>> start SUPPLIED RECORDS
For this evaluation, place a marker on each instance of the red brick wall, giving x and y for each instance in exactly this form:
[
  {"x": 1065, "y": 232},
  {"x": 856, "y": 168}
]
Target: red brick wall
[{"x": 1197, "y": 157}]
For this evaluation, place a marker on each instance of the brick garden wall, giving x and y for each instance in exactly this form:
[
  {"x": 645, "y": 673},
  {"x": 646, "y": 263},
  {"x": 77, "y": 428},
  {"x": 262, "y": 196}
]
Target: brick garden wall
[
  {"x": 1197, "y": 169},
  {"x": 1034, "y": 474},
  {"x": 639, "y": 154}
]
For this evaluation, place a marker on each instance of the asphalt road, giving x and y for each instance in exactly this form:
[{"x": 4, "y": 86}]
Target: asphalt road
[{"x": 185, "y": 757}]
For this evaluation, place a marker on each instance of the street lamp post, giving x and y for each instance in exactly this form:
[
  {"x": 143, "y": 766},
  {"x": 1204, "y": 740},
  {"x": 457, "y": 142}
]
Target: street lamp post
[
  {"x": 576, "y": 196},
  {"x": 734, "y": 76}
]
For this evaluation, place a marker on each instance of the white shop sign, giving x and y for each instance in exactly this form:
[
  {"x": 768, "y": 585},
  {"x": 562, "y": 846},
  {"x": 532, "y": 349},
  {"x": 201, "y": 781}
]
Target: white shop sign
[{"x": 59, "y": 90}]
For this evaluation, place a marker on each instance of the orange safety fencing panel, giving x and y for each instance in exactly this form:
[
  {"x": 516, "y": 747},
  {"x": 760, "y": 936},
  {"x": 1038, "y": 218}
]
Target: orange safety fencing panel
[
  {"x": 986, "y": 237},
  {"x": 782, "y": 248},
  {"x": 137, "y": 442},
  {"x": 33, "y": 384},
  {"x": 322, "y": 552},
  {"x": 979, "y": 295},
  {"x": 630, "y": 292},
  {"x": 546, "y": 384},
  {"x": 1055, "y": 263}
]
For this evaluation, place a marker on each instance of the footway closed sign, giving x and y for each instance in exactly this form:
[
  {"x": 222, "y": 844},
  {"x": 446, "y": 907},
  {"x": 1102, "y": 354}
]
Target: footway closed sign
>> end SUPPLIED RECORDS
TASK OBJECTIVE:
Copy every line of the records word for word.

ANSWER TO THIS TASK:
For this evaluation, place a marker on each instance of the red brick wall, giving x and y for each instance in exactly this form:
[
  {"x": 1065, "y": 232},
  {"x": 856, "y": 168}
]
Target: red brick wall
[{"x": 1197, "y": 157}]
For this evaluation, place a marker on each instance of the brick garden wall, giving x and y for each instance in exactly this form:
[
  {"x": 645, "y": 673},
  {"x": 646, "y": 263},
  {"x": 77, "y": 428},
  {"x": 262, "y": 196}
]
Target: brick garden wall
[
  {"x": 1197, "y": 169},
  {"x": 1034, "y": 474},
  {"x": 639, "y": 154}
]
For this evaluation, place a marker on each instance of the asphalt road, giving x and y for each instance in exactly this form:
[{"x": 4, "y": 86}]
Target: asphalt road
[{"x": 185, "y": 757}]
For this evaluation, place a marker on each instance of the street lamp post, giving x and y for each instance in exactly this form:
[
  {"x": 143, "y": 766},
  {"x": 1204, "y": 740},
  {"x": 457, "y": 142}
]
Target: street lamp post
[
  {"x": 576, "y": 196},
  {"x": 734, "y": 76}
]
For this evaluation, place a marker on each instance of the white shop sign, giving x and y for each instance in exactly this form:
[
  {"x": 768, "y": 585},
  {"x": 562, "y": 846},
  {"x": 532, "y": 349},
  {"x": 201, "y": 781}
]
Target: white shop sign
[{"x": 59, "y": 90}]
For this evaluation, place a marker on each instance of the orange safety fencing panel, giving x and y for each instance in exactly this form:
[
  {"x": 516, "y": 747},
  {"x": 760, "y": 936},
  {"x": 1038, "y": 218}
]
Target: orange safety fencing panel
[
  {"x": 986, "y": 237},
  {"x": 782, "y": 248},
  {"x": 137, "y": 442},
  {"x": 33, "y": 384},
  {"x": 322, "y": 552},
  {"x": 979, "y": 295},
  {"x": 630, "y": 292},
  {"x": 546, "y": 384},
  {"x": 1055, "y": 263}
]
For this evaluation, place a marker on each instance of the footway closed sign, giving x and y for each instance in exactly this form:
[
  {"x": 222, "y": 844},
  {"x": 446, "y": 907},
  {"x": 1102, "y": 354}
]
Target: footway closed sign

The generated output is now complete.